# **Pipeline**

## **1. Introduction**

Here you need to set all the necessary libraries and the data that will be used 
in the project. Also, it is important to specify all the path and all the parameters
that will be used in the project. 

In [1]:
import os
import cv2
import sys
import torch
import numpy as np
import pandas as pd
import matplotlib.pyplot as plt

sys.path.insert(0, "..\\Scripts")

from tqdm import tqdm
from torchvision import transforms
from torch.utils.data import DataLoader
from ImagePipeline import ImagePipeline
from ImageDatastore import ImageDatastore
from Utils import create_or_clear_directory
from sklearn.neighbors import KNeighborsClassifier
from sklearn.ensemble import RandomForestClassifier
from NeuralFeatureExtractor import MobileNetFeatureExtractor
from sklearn.metrics import accuracy_score, top_k_accuracy_score

### **Params**

In [11]:
device = "cuda" if torch.cuda.is_available() else "cpu"
num_workers = os.cpu_count() // 2

print("Device:", device)
print("Number of workers:", num_workers)

Device: cpu
Number of workers: 4


In [12]:
extract_features = True

type_of_train = "train_unlabeled"

Data provided —

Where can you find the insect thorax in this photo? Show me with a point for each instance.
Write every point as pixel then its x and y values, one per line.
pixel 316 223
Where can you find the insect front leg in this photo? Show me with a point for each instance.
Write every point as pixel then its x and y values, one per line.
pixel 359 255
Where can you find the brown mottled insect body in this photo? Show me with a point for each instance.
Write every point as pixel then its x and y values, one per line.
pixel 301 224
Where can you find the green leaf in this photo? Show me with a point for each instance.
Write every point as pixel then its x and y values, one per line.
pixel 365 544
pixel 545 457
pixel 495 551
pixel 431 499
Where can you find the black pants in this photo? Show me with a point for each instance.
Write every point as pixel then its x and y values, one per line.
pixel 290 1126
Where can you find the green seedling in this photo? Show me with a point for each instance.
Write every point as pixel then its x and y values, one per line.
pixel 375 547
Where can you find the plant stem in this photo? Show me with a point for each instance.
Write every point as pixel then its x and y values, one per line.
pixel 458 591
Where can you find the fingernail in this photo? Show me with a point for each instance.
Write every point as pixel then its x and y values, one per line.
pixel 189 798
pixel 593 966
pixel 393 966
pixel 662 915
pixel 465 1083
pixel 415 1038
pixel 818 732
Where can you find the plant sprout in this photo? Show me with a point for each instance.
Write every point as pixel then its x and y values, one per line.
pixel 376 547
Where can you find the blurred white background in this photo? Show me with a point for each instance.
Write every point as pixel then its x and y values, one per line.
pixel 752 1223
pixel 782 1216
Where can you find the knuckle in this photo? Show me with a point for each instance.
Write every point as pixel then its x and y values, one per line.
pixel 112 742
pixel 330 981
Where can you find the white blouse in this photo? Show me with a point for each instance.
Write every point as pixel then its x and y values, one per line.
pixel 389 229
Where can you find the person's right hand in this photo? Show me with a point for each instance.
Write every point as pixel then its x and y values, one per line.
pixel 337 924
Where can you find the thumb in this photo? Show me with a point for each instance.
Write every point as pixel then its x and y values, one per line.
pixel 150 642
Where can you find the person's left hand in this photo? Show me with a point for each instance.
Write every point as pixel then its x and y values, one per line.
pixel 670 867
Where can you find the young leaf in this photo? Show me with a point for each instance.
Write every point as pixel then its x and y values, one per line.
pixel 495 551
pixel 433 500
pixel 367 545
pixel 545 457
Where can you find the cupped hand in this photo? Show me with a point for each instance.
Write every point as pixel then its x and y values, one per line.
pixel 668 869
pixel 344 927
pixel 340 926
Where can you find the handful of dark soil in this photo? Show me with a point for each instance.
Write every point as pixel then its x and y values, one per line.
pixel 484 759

Direction —
Transcribe the whole Pipeline notebook text above, from its title to the final line of code, keeping every character, line break, and code line unchanged.

Answer for this exercise —
# **Pipeline**

## **1. Introduction**

Here you need to set all the necessary libraries and the data that will be used 
in the project. Also, it is important to specify all the path and all the parameters
that will be used in the project. 

In [1]:
import os
import cv2
import sys
import torch
import numpy as np
import pandas as pd
import matplotlib.pyplot as plt

sys.path.insert(0, "..\\Scripts")

from tqdm import tqdm
from torchvision import transforms
from torch.utils.data import DataLoader
from ImagePipeline import ImagePipeline
from ImageDatastore import ImageDatastore
from Utils import create_or_clear_directory
from sklearn.neighbors import KNeighborsClassifier
from sklearn.ensemble import RandomForestClassifier
from NeuralFeatureExtractor import MobileNetFeatureExtractor
from sklearn.metrics import accuracy_score, top_k_accuracy_score

### **Params**

In [11]:
device = "cuda" if torch.cuda.is_available() else "cpu"
num_workers = os.cpu_count() // 2

print("Device:", device)
print("Number of workers:", num_workers)

Device: cpu
Number of workers: 4


In [12]:
extract_features = True

type_of_train = "train_unlabeled"